Materials provided =>
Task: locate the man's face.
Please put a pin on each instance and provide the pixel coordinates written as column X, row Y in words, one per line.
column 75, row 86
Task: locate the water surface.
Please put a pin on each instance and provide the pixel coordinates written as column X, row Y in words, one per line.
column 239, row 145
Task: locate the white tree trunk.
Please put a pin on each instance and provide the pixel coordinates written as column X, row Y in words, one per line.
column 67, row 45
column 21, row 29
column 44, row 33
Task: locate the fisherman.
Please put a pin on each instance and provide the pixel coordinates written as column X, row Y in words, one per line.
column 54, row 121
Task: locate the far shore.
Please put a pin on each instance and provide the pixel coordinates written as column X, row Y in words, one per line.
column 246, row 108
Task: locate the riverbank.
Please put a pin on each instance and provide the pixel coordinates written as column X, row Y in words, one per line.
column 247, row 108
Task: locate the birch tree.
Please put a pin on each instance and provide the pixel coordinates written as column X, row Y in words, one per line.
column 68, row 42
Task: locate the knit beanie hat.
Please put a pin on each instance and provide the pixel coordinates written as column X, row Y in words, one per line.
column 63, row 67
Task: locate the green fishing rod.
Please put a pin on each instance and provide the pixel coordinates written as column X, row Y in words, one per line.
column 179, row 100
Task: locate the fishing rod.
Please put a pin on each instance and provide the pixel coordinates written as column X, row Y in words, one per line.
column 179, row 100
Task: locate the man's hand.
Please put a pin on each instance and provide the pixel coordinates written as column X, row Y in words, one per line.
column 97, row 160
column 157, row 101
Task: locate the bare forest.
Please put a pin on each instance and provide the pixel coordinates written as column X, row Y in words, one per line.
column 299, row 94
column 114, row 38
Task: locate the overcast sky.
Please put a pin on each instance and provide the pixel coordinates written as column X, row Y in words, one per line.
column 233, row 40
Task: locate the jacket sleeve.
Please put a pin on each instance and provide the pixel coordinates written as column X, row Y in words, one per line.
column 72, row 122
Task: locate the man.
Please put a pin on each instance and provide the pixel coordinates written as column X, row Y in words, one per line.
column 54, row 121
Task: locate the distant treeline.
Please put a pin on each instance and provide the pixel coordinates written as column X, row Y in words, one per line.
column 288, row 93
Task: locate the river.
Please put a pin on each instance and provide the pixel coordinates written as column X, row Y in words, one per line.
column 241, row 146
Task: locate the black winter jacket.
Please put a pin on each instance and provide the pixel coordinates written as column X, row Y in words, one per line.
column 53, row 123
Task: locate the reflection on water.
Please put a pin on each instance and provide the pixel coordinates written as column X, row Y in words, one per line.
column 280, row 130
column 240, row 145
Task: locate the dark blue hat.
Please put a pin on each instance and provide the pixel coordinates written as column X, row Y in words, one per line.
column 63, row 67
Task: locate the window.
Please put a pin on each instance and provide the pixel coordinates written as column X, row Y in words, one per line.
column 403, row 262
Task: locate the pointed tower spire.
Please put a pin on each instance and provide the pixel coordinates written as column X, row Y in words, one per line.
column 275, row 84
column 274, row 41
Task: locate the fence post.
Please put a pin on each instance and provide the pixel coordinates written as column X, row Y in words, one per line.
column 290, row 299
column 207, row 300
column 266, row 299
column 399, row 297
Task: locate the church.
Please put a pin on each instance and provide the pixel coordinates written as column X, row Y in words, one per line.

Short task => Turn all of the entries above into a numbered list, leaving out any blank lines.

Problem solution =>
1. Task: locate the man's face.
2. Please put a pin on each instance and provide the pixel coordinates written as column X, row Y in words, one per line.
3. column 75, row 86
4. Task: locate the water surface.
5. Please put a pin on each instance and provide the pixel coordinates written as column X, row Y in words, one per line.
6. column 239, row 145
7. Task: locate the white tree trunk.
8. Please put a pin on each instance and provide the pixel coordinates written as column X, row Y in words, one per line.
9. column 67, row 45
10. column 21, row 29
11. column 44, row 33
12. Task: locate the fisherman.
13. Please put a pin on each instance and provide the pixel coordinates written as column X, row Y in words, one per line.
14. column 54, row 121
15. Task: locate the far shore.
16. Please put a pin on each instance and provide the pixel coordinates written as column X, row Y in words, one per line.
17. column 246, row 108
18. Task: locate the riverbank.
19. Please put a pin on each instance and provide the pixel coordinates written as column X, row Y in words, one per line.
20. column 247, row 108
21. Task: locate the birch tree.
22. Please put a pin on each instance and provide the pixel coordinates written as column X, row Y in words, one per line.
23. column 68, row 42
24. Task: locate the knit beanie hat.
25. Please put a pin on each instance and provide the pixel coordinates written as column X, row Y in words, one per line.
26. column 63, row 67
27. Task: locate the green fishing rod.
28. Please put a pin on each instance and provide the pixel coordinates written as column X, row Y in words, one per line.
29. column 179, row 100
30. Task: locate the fishing rod.
31. Please put a pin on each instance and provide the pixel coordinates written as column X, row Y in words, one per line.
32. column 179, row 100
33. Task: locate the man's hand.
34. Please put a pin on each instance and provide the pixel coordinates written as column X, row Y in words, one per line.
35. column 97, row 160
36. column 157, row 101
37. Task: locate the bare forest.
38. Please put a pin on each instance and provide the pixel coordinates written as column X, row Y in words, one per line.
39. column 299, row 94
40. column 114, row 38
41. Task: locate the overcast sky.
42. Please put a pin on each instance and provide the pixel coordinates written as column X, row Y in words, one per line.
43. column 233, row 40
44. Task: locate the jacket sleeve.
45. Please put a pin on each instance and provide the pixel coordinates written as column X, row Y in words, one per line.
46. column 72, row 122
47. Task: locate the man.
48. Please put a pin on each instance and provide the pixel coordinates written as column X, row Y in words, one per line.
49. column 54, row 121
50. Task: locate the distant treeline.
51. Please put a pin on each instance and provide the pixel coordinates written as column X, row Y in words, one per line.
52. column 288, row 93
53. Task: locate the river.
54. Please put a pin on each instance and provide the pixel coordinates written as column X, row Y in words, one per line.
55. column 241, row 146
56. Task: locate the black winter jacket.
57. Please put a pin on each instance and provide the pixel coordinates written as column X, row Y in words, one per line.
58. column 53, row 123
59. Task: locate the reflection on water.
60. Please put a pin on each instance and provide the pixel coordinates written as column X, row Y in words, one per line.
61. column 280, row 130
62. column 240, row 145
63. Task: locate the dark blue hat.
64. Please put a pin on each instance and provide the pixel coordinates written as column X, row Y in words, one per line.
65. column 63, row 67
66. Task: locate the window.
67. Please put a pin on each instance and provide the pixel coordinates written as column X, row Y in words, one per line.
68. column 403, row 262
69. Task: locate the pointed tower spire.
70. Please put a pin on each instance and provide the pixel coordinates written as column X, row Y in words, one per line.
71. column 275, row 84
72. column 274, row 41
73. Task: locate the fence post.
74. Please put a pin on each instance and provide the pixel coordinates written as column X, row Y in words, one per line.
75. column 290, row 299
76. column 207, row 300
77. column 266, row 299
78. column 399, row 297
79. Task: locate the church.
80. Please put a pin on each instance and provide the pixel coordinates written as column X, row Y in words, one per line.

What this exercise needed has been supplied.